> **TO DO**
1 – In the text about Versailles, rewrite the passage starting with "Sleep in a room" and going on through "your morn-ing toilette.", substituting "lavish" for "luxurious".
2 – Return every line of the rows that contains the string "road", matching case exactly.

Take a guided tour into the intimate life of the kings While admission (€16) into the palace of palaces will get you into the impressive Hall of Mirrors (the treaty ending the First World War was signed here in 1919) and other public areas including the gardens, a guided tour gives access to the royal bedrooms, where your guide will explain the formal ritual of lever du roi (when honoured members of the court attended the king as he rose and dressed) along with pointing out the secret passageways between the boudoirs.


 Sleep in a room fit for a queen The Trianon Palace Versailles Waldof Astoria Hotel is less than a mile from the palace with views of the legendary gardens and lawns. If you’re feeling especially indulgent, book the Versailles Suite, a luxurious 1,600-square-foot space – but don’t worry. You won’t be required to entertain an audience during your morn-ing toilette.


Learn to cook the French way After Cordon Bleu-educated chef Patricia Boussaroque leads you through Versailles’s Notre-Dame market, she’ll take you to her nearby cooking school to show you how your fresh purchases can create a sumptuous meal – and you’ll learn there is no such thing as too much cream.


 Watch the dancing horses Just across the main square from the palace, in the Grand Stables that once housed the king’s horses and riding academy, is the Academy of Equestrian Arts of Versailles. Riders are trained in a combination of Haute École dressage, along with fencing, dance, singing and Kyudo, and these elements are incorporated into a unique form of equestrian theatre.


 Explore the palace from your own home Versailles, the book, is an opulent photographic tour of the building, all the more impressive due to the historical insights of its author, Valérie Bajou, who is a curator at the palace. 


Tip! Air France flies seven days a week via Toronto to Paris. In the City of Light, visit the Jardins, Jardin annual garden show (May 30-June 2, Jardin des Tuileries). There’s an exhibit, with the Louvre, celebrating the 400th birthday of landscape designer André Le Nôtre, creator of the gardens at Versailles and head gardener at the Tuileries (right), still sublime to this day (May 25-Sept. 30).

> **SUPPLIED ENTRIES**
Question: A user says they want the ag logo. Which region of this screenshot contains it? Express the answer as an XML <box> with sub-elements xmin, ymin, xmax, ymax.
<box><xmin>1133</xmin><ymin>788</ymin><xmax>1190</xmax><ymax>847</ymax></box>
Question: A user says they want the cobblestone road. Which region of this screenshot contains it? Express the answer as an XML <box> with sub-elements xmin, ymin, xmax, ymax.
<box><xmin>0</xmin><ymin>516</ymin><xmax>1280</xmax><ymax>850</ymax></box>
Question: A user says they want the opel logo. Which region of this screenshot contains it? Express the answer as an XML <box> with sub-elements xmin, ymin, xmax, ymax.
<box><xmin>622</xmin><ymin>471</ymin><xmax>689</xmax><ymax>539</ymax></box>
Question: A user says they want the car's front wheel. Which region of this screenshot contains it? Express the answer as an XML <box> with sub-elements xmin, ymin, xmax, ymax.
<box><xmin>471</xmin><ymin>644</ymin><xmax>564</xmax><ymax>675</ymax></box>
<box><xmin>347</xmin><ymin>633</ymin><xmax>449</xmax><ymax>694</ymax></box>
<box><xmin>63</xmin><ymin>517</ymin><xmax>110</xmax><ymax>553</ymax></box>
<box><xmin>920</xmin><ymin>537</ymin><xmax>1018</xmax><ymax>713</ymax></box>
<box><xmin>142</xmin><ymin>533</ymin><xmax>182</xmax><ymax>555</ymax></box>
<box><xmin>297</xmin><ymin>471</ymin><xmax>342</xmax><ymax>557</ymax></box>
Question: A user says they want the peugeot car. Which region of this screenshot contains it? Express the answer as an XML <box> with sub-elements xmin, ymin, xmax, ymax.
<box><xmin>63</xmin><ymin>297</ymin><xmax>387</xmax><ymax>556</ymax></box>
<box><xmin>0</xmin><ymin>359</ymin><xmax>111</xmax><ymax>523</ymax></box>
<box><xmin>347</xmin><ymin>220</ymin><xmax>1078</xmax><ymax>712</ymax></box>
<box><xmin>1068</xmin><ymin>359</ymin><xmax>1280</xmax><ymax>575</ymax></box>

> **ANSWERS PROVIDED**
1 –
Sleep in a room fit for a queen The Trianon Palace Versailles Waldof Astoria Hotel is less than a mile from the palace with views of the legendary gardens and lawns. If you’re feeling especially indulgent, book the Versailles Suite, a lavish 1,600-square-foot space – but don’t worry. You won’t be required to entertain an audience during your morn-ing toilette.

2 –
Question: A user says they want the cobblestone road. Which region of this screenshot contains it? Express the answer as an XML <box> with sub-elements xmin, ymin, xmax, ymax.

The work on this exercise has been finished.